Directions for this task: Below are records; reproduce exactly the lines from the one containing "Tag every instance of the overgrown" through the end, both included, and only those.

Records shown:
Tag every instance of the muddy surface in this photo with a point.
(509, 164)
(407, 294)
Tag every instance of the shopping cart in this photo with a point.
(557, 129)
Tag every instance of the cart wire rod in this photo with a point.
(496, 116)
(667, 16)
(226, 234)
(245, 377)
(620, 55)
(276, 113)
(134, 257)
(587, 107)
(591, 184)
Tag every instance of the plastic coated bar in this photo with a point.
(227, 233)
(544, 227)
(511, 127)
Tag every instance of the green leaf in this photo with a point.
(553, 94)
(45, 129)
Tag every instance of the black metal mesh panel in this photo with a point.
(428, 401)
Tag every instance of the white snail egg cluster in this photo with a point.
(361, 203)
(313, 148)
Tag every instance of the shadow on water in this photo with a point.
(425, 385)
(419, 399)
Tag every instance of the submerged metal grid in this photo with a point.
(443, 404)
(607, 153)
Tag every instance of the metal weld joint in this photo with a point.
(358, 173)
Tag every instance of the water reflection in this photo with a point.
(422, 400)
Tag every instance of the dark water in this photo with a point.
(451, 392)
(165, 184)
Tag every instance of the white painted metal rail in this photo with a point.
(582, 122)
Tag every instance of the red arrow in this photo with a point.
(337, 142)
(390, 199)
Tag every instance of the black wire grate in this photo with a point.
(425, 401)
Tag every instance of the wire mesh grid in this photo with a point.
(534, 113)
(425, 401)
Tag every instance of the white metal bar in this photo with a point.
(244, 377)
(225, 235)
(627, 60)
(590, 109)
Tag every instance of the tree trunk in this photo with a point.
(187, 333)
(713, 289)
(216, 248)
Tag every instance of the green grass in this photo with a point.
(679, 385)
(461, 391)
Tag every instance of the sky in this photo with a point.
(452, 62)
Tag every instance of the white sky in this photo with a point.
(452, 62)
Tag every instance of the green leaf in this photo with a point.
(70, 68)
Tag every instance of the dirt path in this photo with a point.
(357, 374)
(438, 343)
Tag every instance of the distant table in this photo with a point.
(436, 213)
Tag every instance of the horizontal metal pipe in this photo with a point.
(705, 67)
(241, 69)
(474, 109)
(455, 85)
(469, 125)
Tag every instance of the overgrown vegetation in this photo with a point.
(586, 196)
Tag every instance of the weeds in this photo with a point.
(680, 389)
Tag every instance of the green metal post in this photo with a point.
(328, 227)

Reply to the task:
Tag every instance of the overgrown vegetation in this photo with a point.
(586, 196)
Tag every instance of the weeds in this photo with a point.
(680, 389)
Tag every instance of the green metal post in this photo with a point.
(328, 227)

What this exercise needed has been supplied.